◆ **Brief**: Return every record below exactly; leave out the images.
BEGIN Exercise materials
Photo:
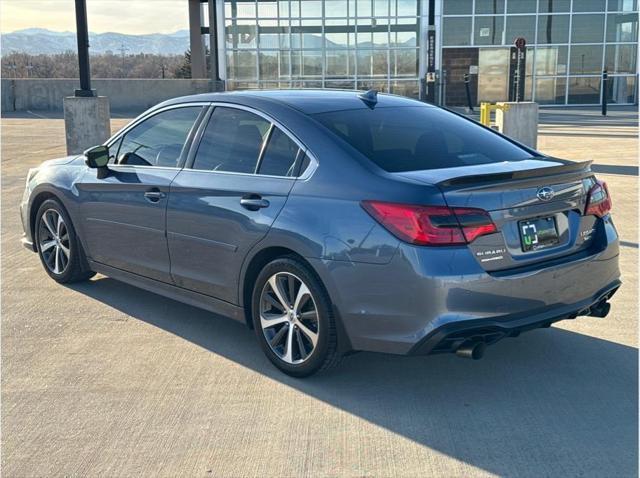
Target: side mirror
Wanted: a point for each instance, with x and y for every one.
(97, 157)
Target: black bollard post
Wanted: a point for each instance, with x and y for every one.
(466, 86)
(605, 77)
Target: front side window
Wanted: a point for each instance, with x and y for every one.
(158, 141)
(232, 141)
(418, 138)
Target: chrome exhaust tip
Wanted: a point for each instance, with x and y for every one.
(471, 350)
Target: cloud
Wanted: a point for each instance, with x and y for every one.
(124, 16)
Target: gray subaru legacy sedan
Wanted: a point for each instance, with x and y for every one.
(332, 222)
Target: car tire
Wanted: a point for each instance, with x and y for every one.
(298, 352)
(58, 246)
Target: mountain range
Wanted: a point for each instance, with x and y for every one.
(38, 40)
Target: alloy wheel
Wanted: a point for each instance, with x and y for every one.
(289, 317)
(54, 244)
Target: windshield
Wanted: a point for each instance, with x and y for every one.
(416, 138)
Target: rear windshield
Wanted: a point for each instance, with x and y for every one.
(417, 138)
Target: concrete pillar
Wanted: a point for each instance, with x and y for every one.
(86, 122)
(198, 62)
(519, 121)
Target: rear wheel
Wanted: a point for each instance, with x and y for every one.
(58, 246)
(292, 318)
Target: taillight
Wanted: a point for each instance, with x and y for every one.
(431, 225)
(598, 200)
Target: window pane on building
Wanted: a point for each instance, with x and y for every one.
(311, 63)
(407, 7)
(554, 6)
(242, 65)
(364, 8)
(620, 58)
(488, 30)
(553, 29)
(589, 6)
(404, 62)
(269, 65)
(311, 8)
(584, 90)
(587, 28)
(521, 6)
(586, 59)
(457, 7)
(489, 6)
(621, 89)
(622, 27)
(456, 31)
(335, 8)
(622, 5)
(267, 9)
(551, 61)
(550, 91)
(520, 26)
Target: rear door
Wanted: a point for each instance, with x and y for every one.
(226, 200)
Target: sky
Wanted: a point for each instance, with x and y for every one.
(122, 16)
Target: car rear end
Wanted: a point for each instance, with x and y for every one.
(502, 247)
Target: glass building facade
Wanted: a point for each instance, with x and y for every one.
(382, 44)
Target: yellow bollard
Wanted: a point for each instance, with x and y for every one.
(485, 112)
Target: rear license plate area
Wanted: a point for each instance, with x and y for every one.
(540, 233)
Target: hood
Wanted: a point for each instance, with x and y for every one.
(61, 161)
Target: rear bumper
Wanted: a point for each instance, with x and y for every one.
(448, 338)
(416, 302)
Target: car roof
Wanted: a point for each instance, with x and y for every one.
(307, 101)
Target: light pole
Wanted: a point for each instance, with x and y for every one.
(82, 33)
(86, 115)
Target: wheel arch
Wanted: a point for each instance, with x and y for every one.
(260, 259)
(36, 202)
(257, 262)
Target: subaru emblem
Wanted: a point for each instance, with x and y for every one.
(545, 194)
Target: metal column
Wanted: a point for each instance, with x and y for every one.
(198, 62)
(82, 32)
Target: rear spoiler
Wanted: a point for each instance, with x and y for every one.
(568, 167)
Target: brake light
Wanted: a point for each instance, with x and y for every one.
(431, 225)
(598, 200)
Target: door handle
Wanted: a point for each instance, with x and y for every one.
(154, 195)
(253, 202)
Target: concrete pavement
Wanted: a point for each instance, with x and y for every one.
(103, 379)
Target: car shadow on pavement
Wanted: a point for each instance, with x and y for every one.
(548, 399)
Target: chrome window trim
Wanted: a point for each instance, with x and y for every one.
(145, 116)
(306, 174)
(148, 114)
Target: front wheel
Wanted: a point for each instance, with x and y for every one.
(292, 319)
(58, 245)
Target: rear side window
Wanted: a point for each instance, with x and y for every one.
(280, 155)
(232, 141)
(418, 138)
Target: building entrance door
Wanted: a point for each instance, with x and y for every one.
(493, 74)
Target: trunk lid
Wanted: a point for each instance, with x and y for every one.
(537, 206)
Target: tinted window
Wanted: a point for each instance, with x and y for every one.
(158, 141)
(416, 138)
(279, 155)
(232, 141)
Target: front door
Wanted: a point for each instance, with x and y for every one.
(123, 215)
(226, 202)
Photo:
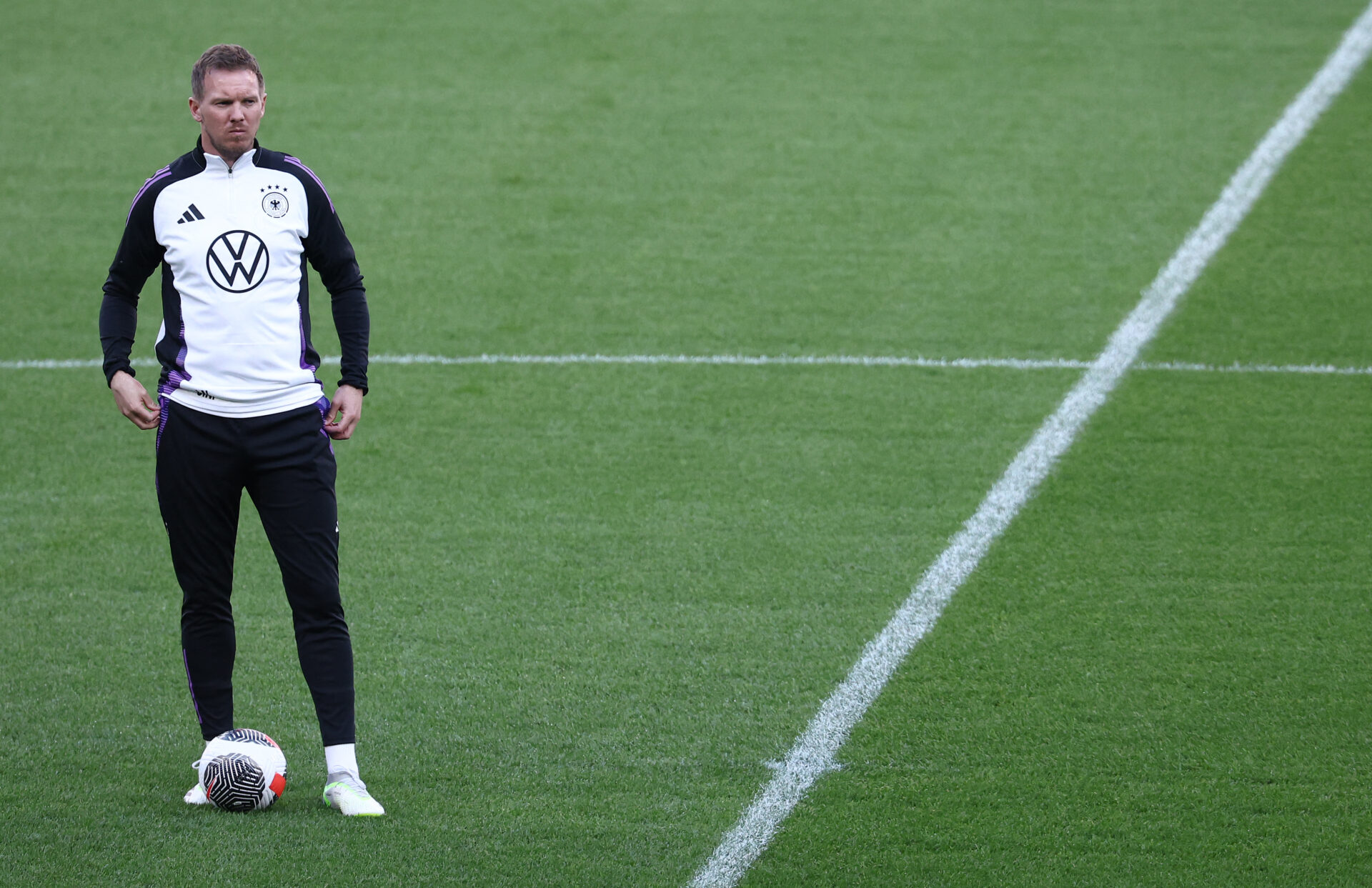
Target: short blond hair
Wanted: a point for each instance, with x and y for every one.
END Exercise materials
◆ **Task response**:
Photo:
Target: side mirror
Wanted: a point for each instance, with x and y for every one.
(97, 157)
Target: black bollard post
Wanted: a point for each instance, with x and y for every one.
(466, 86)
(605, 77)
Target: front side window
Wanted: a point for each instance, with x and y for every one.
(158, 141)
(232, 141)
(418, 138)
Target: chrome exhaust tip
Wanted: a point for each instance, with x and y for every one.
(471, 350)
Target: cloud
Wanted: a point for each instance, with x and y for every one.
(124, 16)
Target: gray subaru legacy sedan
Wanted: a point for each instance, with x and y for every one.
(332, 222)
Target: car tire
Wanted: a point for each instance, with x and y for every one.
(298, 352)
(58, 246)
Target: mountain range
Wanted: a point for each instance, with x and y for every one.
(38, 40)
Target: alloy wheel
Wanted: a point for each instance, with x and y for every one.
(289, 317)
(54, 244)
Target: windshield
Wanted: a point for each instance, with x and y for every one.
(416, 138)
Target: rear windshield
Wanted: a point for each instance, with x and y for every one.
(417, 138)
Target: concrete pillar
Wanted: a point for each instance, with x and y for every one.
(86, 122)
(198, 62)
(519, 121)
Target: rear wheel
Wanted: a point for each instance, with x and y for every one.
(58, 246)
(292, 318)
Target: taillight
Wanted: a point for each instance, with x and y for every one.
(431, 225)
(598, 200)
Target: window pane on building
Wanted: a point for each instance, with x and y for every one.
(311, 63)
(407, 7)
(554, 6)
(242, 65)
(364, 8)
(620, 58)
(488, 30)
(553, 29)
(589, 6)
(404, 62)
(269, 65)
(311, 8)
(584, 90)
(587, 28)
(521, 6)
(586, 59)
(457, 7)
(489, 6)
(621, 89)
(622, 27)
(456, 31)
(335, 8)
(622, 5)
(267, 9)
(551, 61)
(550, 91)
(520, 26)
Target: rear door
Wanted: a point for each instance, with x and y for every one.
(226, 200)
Target: sky
Wanted: a point for each instance, with x and y for every one.
(122, 16)
Target: car rear end
Wanted: a point for each instance, with x and y for every one.
(502, 247)
Target: glass building facade
Wanted: a point for each instance, with x and y for every one.
(382, 44)
Target: yellow bollard
Wanted: a point for each instance, with x and y for every one.
(485, 112)
Target: rear license plate area
Wanted: a point for each instance, with x and y for every one.
(540, 233)
Target: hood
Wanted: a point for each instance, with x and y for every one.
(61, 161)
Target: rear bumper
Wanted: a point for each instance, with x and y for every one.
(448, 338)
(416, 302)
Target: car roof
Wanted: a point for each instance, with x and y for every one.
(307, 101)
Target: light pole
Wanted: a point for each instance, with x and y for every one.
(82, 33)
(86, 115)
Target: wheel arch
Wanted: a point for each instance, with x and y for every one.
(260, 259)
(36, 202)
(257, 262)
Target: subaru emblem
Wanted: a point for each instance, with x and y for every one.
(545, 194)
Target: metal column
Wanted: a point for each instance, with x and y for every one.
(198, 62)
(82, 32)
Target: rear spoiler
Wanted: a point for each instance, with x and y for every one.
(568, 167)
Target: brake light
Wanted: a point for each instance, with x and y for every one.
(431, 225)
(598, 200)
Target: door handle
Wanted: a point for each instance, with x and y for every one.
(154, 195)
(253, 202)
Target: concrete pavement
Wanted: a point for each instance, with x and y for every one.
(103, 379)
Target: car shadow on pavement
Wanted: a point for each instance, with x and y for every one.
(548, 399)
Target: chrome window trim
Wanted: a point for each instance, with x and y for every one.
(145, 116)
(306, 174)
(148, 114)
Target: front wheel
Wanted: a point for each instance, with x and y for every one.
(292, 319)
(58, 245)
Target: rear side window
Wanted: a point for each instance, with x and y for every one.
(280, 155)
(232, 141)
(418, 138)
Target: building entrance door
Wanted: a point for each instance, with x and y for every one.
(493, 74)
Target: trunk lid
Wanted: a point for each instance, with x and y for every one.
(537, 206)
Target: tinted window
Wanted: a point for each instance, with x and y for every one.
(158, 141)
(416, 138)
(279, 155)
(232, 141)
Target: front door
Wanted: a point for each instance, with x and y for every one.
(123, 215)
(226, 202)
Photo:
Target: short blond hair
Wanted: a point for each instance, with x and y for every one.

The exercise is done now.